## TEXTO PROPORCIONADO
====================

Opinión | Viento fresco
Cinco años ya del confinamiento
No sé si le importa a alguien la efeméride. Cada cual vivió aquello como pudo o le dejaron

Una mujer en una residencia de mayores abraza a su hija a través de un plástico por la pandemia del coronavirus. / EFE/Biel Aliño
Se cumplen cinco años del confinamiento. Y a quién le importa. Queremos decir, la experiencia se va cimentando en nuestra memoria como un episodio cercano a la irrealidad, a los sueños. Neblina. La pandemia nos enseñó que hay que contar siempre con lo inesperado. Alertó bulos y dio alas a los conspiranoicos. Fue un holocausto para ancianos en según qué sitios. La ciencia aceleró y también la tecnología sufrió un progreso. Todos conocimos nuevas aplicaciones para entrar en contacto y ver, charlar, con gente con la que incluso no queríamos hablar. Se hicieron pasteles y bizcochos y recetas varias y los niños tuvieron que estudiar en casa, si es que estudiaban y no estaban colgados de las pantallas matando marcianos, viendo ‘youtubers’, jugando a Brawl Stars o mirando muslos en Instagram. El juego del calamar no se había estrenado. El confinamiento fue tomado por unos lunáticos como una orden del malvado poder para encerrarnos. Si no nos hubieran encerrado habríamos palmado, seguramente. Una muerte tonta, estúpida, una muerte viral.
No salimos mejores: había que decirlo. Comenzamos aplaudiendo a los sanitarios y luego entramos en una época en la que las agresiones a estos están a la orden del día. Nos familiarizamos con las vacunas y hasta con esos argumentos sobre ellas de que van contra la ciencia y el sentido común. El secretario de Sanidad de Estados Unidos es un antivacunas. Nos queda el gesto de lavarnos mucho las manos, que digo yo que la gente se las lava más que antes.
Durante el confinamiento echamos de menos la libertad de las pequeñas decisiones cotidianas: ahora voy al súper, mañana iré al cine, esta noche tal vez tome una copa con fulanito o menganito... No. Había que estar pendiente del virus, de las autoridades, de la familia. Aprendimos la palabra pandemia. Se escribieron diarios y dietarios y libros y los solitarios estuvieron más solos que nunca.
Algunas generaciones han tenido una guerra y a otras lo más salvaje que les ha pasado es asistir a la invención de la batidora. La nuestra, nuestros coetáneos, vieron el confinamiento, algo para contarle a los nietos pero sobre todo para contárselo a uno mismo.
En una misma familia convivían el que estaba alegre por no tener clase, el que estaba desolado por la muerte de su padre y la que, a base de encierro, terminó por conocer, para mal o para bien, la verdadera faz de su pareja. Una experiencia. Cinco años ya. No parece que fue ayer.

====================

## DATOS DE ENTRADA
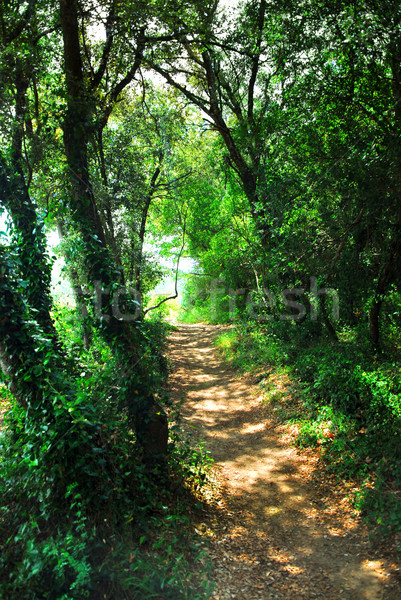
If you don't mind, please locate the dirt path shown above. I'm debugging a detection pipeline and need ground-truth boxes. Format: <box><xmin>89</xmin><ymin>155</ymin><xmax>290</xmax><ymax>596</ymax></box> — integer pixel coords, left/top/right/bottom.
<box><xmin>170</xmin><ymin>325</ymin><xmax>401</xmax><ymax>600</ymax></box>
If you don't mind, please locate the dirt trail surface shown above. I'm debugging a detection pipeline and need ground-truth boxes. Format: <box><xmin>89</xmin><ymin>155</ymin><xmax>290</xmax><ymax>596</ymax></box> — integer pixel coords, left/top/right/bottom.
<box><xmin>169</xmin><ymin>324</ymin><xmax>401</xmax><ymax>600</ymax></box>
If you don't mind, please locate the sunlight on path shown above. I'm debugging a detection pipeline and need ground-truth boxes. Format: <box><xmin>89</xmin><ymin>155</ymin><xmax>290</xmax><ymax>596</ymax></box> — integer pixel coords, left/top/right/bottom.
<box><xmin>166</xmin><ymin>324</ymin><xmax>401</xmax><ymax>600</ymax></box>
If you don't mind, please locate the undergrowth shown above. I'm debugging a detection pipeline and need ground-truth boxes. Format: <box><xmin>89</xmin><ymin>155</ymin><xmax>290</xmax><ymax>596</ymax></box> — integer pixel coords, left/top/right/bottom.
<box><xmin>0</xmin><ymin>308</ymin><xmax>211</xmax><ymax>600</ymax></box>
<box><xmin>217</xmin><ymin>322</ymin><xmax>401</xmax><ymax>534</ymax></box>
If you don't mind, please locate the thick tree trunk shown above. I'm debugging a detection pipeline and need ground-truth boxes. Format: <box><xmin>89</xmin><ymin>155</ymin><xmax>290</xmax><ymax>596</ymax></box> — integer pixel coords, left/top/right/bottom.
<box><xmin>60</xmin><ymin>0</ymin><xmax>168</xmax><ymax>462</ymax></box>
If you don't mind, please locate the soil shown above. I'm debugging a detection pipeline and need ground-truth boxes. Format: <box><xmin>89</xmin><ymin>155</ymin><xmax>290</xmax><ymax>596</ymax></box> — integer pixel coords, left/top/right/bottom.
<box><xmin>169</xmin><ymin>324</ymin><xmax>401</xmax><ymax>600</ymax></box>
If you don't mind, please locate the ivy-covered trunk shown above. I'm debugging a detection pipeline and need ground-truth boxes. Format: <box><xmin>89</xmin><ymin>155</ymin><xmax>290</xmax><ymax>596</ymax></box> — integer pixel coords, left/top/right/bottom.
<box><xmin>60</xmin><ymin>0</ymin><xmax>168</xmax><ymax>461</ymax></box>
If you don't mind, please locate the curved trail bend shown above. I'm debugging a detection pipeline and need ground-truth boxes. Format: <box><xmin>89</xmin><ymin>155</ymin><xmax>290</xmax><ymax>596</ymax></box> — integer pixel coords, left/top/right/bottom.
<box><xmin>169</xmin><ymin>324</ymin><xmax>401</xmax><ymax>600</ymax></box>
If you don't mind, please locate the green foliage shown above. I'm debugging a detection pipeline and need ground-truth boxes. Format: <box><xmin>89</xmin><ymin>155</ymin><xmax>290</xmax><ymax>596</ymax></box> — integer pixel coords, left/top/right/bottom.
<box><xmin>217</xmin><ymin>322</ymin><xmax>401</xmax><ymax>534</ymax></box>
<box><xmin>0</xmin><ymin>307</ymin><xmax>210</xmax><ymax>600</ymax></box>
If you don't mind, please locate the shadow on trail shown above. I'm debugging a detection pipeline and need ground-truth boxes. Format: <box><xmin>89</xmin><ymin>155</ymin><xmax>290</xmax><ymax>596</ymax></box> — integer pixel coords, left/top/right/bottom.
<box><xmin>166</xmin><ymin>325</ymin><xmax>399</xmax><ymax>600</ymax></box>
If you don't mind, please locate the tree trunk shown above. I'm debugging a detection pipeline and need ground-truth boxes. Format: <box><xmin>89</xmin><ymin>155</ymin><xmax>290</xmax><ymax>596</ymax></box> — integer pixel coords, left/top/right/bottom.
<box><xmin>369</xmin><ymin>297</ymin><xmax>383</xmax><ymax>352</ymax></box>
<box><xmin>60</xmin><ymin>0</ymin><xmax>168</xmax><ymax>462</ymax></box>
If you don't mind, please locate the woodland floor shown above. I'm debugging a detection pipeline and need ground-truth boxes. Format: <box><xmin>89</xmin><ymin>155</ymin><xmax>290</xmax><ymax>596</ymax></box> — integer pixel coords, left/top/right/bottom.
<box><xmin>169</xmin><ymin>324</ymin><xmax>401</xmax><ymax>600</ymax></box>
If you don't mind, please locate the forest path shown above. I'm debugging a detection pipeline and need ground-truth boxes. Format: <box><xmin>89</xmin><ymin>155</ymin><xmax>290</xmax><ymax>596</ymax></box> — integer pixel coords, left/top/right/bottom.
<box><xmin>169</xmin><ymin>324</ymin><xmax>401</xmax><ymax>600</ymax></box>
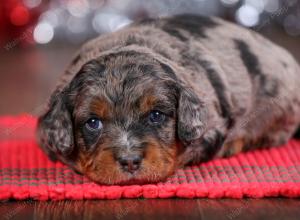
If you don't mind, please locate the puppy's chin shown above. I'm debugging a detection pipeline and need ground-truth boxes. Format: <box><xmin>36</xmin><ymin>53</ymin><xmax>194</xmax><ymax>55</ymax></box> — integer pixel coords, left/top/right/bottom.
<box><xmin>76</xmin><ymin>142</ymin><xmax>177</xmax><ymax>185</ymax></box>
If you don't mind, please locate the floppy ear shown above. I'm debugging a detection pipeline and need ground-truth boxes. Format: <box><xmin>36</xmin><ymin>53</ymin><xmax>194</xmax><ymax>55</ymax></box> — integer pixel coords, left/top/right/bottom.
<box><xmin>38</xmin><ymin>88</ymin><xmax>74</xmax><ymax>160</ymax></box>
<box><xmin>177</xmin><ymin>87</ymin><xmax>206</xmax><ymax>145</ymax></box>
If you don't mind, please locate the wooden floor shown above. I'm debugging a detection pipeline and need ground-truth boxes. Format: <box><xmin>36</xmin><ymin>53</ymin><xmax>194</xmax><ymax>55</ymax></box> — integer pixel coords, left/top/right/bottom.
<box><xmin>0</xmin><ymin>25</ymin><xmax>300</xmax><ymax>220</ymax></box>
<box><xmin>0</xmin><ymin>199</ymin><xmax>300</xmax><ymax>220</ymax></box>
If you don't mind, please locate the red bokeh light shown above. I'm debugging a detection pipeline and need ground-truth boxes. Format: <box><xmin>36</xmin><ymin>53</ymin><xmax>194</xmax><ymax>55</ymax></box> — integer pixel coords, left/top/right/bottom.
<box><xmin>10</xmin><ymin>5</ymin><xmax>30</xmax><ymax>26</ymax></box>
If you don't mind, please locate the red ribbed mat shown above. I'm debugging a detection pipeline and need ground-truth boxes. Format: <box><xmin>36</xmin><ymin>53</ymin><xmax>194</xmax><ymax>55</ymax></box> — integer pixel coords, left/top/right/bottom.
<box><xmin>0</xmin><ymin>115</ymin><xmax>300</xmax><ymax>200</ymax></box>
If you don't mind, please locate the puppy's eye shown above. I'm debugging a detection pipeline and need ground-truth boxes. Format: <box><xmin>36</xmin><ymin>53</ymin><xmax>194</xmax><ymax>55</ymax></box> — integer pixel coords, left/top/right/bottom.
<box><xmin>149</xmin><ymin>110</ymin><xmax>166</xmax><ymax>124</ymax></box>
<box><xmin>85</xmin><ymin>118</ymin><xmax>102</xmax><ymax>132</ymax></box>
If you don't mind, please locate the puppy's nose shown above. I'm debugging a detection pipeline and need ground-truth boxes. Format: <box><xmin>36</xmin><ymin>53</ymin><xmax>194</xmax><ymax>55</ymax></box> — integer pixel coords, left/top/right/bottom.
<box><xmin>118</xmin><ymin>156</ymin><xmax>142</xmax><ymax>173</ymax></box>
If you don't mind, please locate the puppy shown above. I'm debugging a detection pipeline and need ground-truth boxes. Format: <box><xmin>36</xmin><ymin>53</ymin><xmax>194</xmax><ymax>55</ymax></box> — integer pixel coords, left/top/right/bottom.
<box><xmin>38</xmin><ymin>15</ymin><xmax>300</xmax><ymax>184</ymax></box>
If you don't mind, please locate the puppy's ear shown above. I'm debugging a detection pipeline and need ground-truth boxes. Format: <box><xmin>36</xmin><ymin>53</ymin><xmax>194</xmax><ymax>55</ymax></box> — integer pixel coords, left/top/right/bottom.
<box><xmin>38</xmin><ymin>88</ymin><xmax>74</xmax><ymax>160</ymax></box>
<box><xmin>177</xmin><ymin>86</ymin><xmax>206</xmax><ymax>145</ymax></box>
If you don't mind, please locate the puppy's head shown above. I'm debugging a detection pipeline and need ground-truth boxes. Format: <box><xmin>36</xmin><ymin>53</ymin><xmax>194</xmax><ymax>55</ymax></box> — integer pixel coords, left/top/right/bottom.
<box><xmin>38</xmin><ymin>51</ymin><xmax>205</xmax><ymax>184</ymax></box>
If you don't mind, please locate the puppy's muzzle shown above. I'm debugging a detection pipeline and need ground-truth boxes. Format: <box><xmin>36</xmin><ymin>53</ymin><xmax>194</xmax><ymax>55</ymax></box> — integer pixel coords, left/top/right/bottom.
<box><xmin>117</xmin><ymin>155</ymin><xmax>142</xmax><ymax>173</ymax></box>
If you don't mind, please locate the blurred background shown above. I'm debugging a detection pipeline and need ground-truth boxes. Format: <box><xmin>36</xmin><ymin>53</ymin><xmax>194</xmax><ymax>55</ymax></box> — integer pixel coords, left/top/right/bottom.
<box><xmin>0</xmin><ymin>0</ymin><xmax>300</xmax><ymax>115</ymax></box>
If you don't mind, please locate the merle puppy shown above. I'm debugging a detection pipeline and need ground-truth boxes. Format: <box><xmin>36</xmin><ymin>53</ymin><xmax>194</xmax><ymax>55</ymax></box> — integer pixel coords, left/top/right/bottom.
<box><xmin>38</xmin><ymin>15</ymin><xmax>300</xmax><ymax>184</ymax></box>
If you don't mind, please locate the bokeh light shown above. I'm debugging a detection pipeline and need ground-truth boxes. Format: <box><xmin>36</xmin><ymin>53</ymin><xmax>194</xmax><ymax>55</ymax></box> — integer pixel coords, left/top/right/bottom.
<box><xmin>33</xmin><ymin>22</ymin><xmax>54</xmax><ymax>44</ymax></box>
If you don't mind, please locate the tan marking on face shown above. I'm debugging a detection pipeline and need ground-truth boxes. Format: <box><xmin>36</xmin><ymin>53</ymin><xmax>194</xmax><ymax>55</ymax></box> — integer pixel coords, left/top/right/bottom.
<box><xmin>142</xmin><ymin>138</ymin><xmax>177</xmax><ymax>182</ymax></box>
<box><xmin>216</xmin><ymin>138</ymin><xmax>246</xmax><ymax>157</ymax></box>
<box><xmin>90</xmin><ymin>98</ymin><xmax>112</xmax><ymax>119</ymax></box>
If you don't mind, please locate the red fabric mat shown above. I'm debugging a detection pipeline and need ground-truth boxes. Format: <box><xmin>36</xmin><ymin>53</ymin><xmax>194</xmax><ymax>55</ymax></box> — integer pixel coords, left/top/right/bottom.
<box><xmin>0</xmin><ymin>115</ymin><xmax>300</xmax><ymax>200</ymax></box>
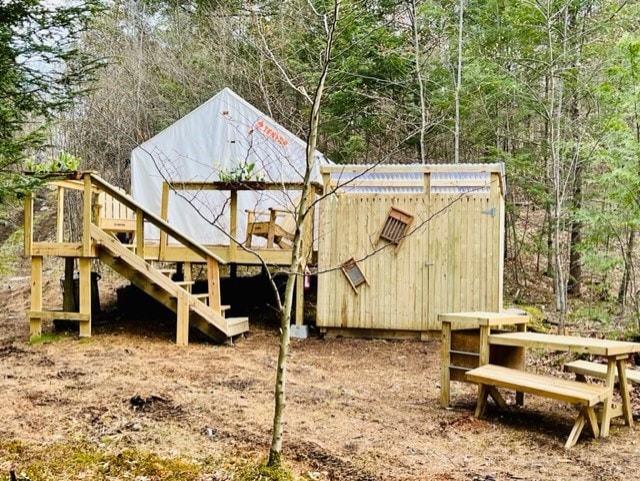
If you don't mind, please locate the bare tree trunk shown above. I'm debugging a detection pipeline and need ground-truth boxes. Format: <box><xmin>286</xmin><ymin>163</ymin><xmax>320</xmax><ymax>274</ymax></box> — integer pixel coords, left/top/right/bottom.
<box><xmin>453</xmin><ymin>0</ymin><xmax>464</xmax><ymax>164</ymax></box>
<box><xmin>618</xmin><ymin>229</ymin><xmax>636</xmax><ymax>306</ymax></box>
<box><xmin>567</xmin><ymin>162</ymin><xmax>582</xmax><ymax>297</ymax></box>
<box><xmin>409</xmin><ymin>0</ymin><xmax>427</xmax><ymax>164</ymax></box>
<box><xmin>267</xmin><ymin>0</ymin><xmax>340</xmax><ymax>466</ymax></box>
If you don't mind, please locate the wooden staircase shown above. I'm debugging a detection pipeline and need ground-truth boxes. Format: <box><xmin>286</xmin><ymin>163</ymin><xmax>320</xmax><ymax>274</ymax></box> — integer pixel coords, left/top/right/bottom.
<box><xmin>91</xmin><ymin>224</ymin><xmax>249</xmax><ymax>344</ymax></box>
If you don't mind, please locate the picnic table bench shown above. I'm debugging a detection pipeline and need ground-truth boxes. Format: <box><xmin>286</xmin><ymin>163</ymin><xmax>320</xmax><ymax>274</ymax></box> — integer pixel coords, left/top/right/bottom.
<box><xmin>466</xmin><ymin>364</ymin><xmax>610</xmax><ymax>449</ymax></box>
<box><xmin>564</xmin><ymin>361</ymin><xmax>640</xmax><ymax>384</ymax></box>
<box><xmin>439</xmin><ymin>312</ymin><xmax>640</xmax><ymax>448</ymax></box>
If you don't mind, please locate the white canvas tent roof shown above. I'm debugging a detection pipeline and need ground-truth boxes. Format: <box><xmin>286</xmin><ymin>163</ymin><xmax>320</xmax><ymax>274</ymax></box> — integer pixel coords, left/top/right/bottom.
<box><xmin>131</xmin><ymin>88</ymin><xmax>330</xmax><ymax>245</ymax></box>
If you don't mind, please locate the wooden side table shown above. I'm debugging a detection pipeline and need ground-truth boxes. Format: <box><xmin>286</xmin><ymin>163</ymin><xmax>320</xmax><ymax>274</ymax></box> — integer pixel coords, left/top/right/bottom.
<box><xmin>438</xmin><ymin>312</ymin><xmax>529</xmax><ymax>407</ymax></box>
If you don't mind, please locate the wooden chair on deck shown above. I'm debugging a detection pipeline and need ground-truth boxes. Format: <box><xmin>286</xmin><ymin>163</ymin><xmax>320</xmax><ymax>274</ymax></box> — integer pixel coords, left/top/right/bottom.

====================

## CONSIGNA 1
Según la columna sobre el confinamiento, ¿qué cargo ocupa en Estados Unidos una persona antivacunas?
## CONSIGNA 2
Enumera todas las actividades que, según la columna, hacían los niños colgados de las pantallas en lugar de estudiar en casa.
## CONSIGNA 3
Copia el fragmento de la columna que empieza en las palabras "No salimos mejores: había" y termina tras "solos que nunca.", y cambia "sanitarios" por "médicos".

## TU RESPUESTA 1
El de secretario de Sanidad de Estados Unidos.

## TU RESPUESTA 2
Matar marcianos, ver 'youtubers', jugar a Brawl Stars y mirar muslos en Instagram.

## TU RESPUESTA 3
No salimos mejores: había que decirlo. Comenzamos aplaudiendo a los médicos y luego entramos en una época en la que las agresiones a estos están a la orden del día. Nos familiarizamos con las vacunas y hasta con esos argumentos sobre ellas de que van contra la ciencia y el sentido común. El secretario de Sanidad de Estados Unidos es un antivacunas. Nos queda el gesto de lavarnos mucho las manos, que digo yo que la gente se las lava más que antes.
Durante el confinamiento echamos de menos la libertad de las pequeñas decisiones cotidianas: ahora voy al súper, mañana iré al cine, esta noche tal vez tome una copa con fulanito o menganito... No. Había que estar pendiente del virus, de las autoridades, de la familia. Aprendimos la palabra pandemia. Se escribieron diarios y dietarios y libros y los solitarios estuvieron más solos que nunca.